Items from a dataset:

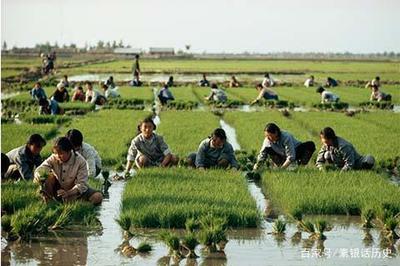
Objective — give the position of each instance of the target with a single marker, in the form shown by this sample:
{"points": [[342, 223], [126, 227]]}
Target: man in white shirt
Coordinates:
{"points": [[88, 152]]}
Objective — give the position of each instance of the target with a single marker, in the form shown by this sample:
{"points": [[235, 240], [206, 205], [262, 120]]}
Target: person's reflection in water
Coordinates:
{"points": [[67, 248]]}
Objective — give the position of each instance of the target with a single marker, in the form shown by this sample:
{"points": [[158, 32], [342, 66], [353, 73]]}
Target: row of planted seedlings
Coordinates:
{"points": [[24, 215], [206, 203], [308, 191]]}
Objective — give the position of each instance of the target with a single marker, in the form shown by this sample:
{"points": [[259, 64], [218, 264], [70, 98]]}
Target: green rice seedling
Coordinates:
{"points": [[213, 232], [125, 222], [28, 221], [173, 243], [144, 247], [178, 194], [321, 226], [308, 227], [191, 225], [121, 127], [190, 242], [6, 223], [279, 227], [367, 216]]}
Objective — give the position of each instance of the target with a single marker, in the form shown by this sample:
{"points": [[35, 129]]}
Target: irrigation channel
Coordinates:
{"points": [[347, 243]]}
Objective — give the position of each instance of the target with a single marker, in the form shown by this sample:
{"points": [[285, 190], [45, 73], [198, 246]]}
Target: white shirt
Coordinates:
{"points": [[92, 158]]}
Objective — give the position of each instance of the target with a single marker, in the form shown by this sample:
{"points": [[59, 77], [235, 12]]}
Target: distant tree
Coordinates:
{"points": [[121, 44], [187, 46], [100, 45]]}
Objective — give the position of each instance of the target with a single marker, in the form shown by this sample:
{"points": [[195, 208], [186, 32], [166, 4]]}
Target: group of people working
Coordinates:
{"points": [[51, 105], [64, 175]]}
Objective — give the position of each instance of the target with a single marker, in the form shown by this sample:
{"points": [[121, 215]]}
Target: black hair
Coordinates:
{"points": [[36, 140], [320, 89], [148, 119], [75, 136], [63, 144], [5, 163], [328, 133], [273, 128], [219, 133], [43, 102]]}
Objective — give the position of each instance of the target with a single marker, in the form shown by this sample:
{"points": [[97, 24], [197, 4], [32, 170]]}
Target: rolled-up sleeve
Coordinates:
{"points": [[132, 151], [163, 146], [231, 157], [201, 154], [81, 178], [262, 156], [348, 158], [46, 166], [321, 156], [290, 150]]}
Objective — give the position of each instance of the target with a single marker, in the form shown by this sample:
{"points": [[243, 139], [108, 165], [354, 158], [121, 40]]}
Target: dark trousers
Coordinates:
{"points": [[303, 154]]}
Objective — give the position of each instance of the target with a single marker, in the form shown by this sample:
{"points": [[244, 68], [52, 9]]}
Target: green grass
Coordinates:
{"points": [[184, 130], [166, 198], [367, 137], [368, 132], [142, 93], [315, 192], [27, 215], [110, 132], [13, 135]]}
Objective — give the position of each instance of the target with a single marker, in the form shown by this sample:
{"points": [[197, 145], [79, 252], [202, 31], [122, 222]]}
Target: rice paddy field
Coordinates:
{"points": [[278, 218]]}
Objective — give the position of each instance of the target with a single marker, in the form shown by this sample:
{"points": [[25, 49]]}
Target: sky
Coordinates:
{"points": [[214, 26]]}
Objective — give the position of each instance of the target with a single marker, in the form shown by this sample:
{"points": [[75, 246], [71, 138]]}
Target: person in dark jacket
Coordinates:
{"points": [[284, 150], [341, 153], [214, 151], [23, 159]]}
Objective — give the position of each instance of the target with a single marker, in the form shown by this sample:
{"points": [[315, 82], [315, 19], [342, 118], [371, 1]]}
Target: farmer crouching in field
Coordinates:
{"points": [[341, 153], [22, 160], [49, 107], [38, 92], [165, 94], [149, 149], [214, 151], [285, 151], [93, 96], [216, 94], [327, 96], [204, 82], [264, 92], [109, 92], [64, 175], [90, 154], [378, 95]]}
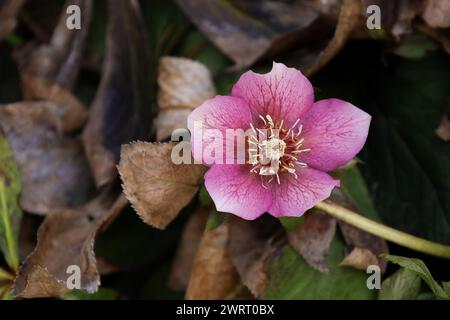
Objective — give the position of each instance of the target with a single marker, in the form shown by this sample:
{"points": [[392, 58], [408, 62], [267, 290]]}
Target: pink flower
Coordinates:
{"points": [[313, 138]]}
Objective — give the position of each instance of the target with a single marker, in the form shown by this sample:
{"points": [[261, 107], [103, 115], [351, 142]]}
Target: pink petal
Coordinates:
{"points": [[335, 131], [219, 114], [283, 93], [294, 196], [234, 189]]}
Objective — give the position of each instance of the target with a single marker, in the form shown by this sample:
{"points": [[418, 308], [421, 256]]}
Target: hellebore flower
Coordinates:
{"points": [[312, 139]]}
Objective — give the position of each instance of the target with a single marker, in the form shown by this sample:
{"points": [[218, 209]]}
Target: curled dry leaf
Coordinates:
{"points": [[156, 187], [66, 238], [48, 72], [183, 84], [9, 10], [350, 19], [53, 168], [184, 257], [313, 237], [122, 109], [213, 273], [252, 246], [437, 13], [359, 258], [443, 131]]}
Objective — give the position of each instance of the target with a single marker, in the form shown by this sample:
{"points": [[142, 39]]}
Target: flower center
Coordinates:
{"points": [[274, 150]]}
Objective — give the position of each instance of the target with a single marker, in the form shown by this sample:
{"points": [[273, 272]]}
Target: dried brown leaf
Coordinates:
{"points": [[49, 71], [359, 258], [156, 187], [53, 168], [350, 19], [443, 131], [313, 237], [437, 13], [122, 109], [9, 10], [184, 257], [213, 273], [183, 84], [252, 246], [440, 35], [58, 62], [66, 238]]}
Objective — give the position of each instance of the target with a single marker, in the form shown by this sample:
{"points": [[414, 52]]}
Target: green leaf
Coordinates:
{"points": [[292, 278], [402, 285], [406, 165], [419, 267], [5, 275], [446, 287], [101, 294], [291, 223], [10, 213], [354, 186]]}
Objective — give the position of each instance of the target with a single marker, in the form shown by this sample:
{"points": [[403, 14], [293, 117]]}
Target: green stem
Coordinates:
{"points": [[5, 275], [401, 238], [10, 243]]}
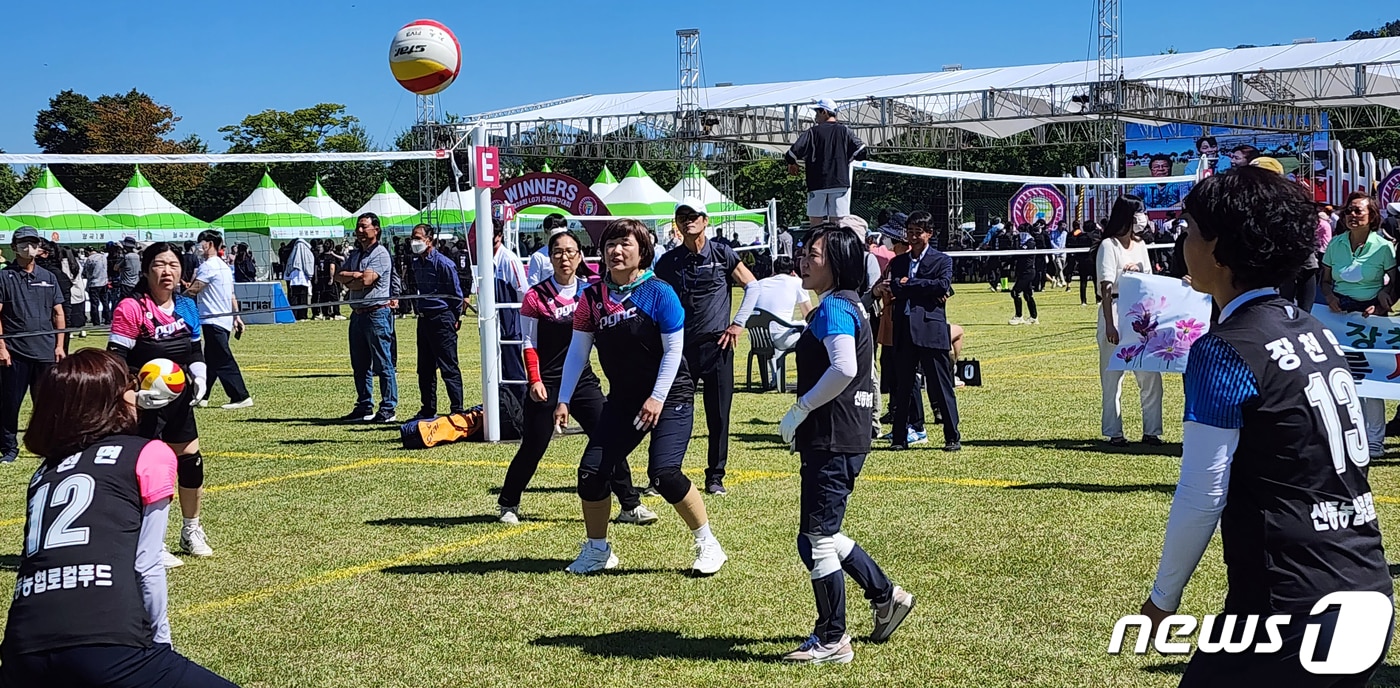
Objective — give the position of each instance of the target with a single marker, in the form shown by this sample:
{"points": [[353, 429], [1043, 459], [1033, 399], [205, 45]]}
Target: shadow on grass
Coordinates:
{"points": [[654, 645], [1171, 449], [1078, 486], [482, 568]]}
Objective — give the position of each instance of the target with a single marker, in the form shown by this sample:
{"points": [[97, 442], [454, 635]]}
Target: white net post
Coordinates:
{"points": [[486, 315]]}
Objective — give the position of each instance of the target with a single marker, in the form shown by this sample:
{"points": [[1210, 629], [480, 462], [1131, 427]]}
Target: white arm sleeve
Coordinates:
{"points": [[840, 349], [151, 570], [580, 346], [672, 349], [751, 300], [529, 331], [1196, 509]]}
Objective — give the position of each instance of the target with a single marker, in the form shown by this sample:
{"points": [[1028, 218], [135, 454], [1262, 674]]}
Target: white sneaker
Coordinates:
{"points": [[192, 540], [168, 559], [640, 516], [592, 559], [889, 615], [709, 558]]}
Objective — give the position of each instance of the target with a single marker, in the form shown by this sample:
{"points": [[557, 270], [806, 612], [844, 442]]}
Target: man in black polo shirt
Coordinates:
{"points": [[700, 271], [30, 301]]}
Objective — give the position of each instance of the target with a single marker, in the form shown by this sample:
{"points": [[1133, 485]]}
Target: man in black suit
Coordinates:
{"points": [[921, 282]]}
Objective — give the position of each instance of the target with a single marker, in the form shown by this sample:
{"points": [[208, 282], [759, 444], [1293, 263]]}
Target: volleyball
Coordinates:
{"points": [[424, 56], [163, 377]]}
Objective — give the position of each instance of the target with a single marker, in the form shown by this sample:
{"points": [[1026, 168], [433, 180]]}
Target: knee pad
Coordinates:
{"points": [[671, 484], [592, 486], [189, 470], [844, 545], [825, 558]]}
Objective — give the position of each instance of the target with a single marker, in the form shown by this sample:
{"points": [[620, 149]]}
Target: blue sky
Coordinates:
{"points": [[217, 60]]}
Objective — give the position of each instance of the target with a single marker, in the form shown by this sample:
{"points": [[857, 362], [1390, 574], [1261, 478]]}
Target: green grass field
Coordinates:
{"points": [[342, 559]]}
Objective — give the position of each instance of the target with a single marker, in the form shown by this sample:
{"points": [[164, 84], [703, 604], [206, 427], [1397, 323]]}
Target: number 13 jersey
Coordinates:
{"points": [[77, 579], [1299, 520]]}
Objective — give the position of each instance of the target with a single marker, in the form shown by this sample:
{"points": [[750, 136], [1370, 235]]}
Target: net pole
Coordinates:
{"points": [[486, 297]]}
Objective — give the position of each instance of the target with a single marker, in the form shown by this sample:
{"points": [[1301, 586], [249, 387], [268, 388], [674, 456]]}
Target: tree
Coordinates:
{"points": [[324, 128], [130, 124]]}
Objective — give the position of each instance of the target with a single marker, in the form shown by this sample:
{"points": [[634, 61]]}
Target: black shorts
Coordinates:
{"points": [[174, 423], [157, 666]]}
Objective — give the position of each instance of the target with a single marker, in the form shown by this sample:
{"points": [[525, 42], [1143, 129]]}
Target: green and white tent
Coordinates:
{"points": [[388, 205], [60, 216], [268, 215], [604, 184], [321, 205], [143, 209], [639, 195], [695, 184]]}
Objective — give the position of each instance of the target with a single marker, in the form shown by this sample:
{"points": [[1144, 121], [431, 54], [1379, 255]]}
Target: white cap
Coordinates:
{"points": [[693, 203]]}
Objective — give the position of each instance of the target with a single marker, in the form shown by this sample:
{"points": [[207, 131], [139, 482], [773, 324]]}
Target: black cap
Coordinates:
{"points": [[25, 233]]}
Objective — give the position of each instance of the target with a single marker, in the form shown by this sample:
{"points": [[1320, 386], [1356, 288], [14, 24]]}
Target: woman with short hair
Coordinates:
{"points": [[826, 428], [1271, 453], [156, 322], [90, 600], [546, 328], [639, 327], [1354, 272], [1119, 252]]}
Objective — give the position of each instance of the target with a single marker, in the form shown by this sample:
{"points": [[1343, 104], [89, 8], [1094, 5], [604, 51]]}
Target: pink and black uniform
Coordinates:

• **What to work on**
Find each line of the listing above that contains the string "grass" and copy those lines out. The match is case-sensitive.

• **Solution**
Target: green grass
Target: shadow on grass
Target: green grass field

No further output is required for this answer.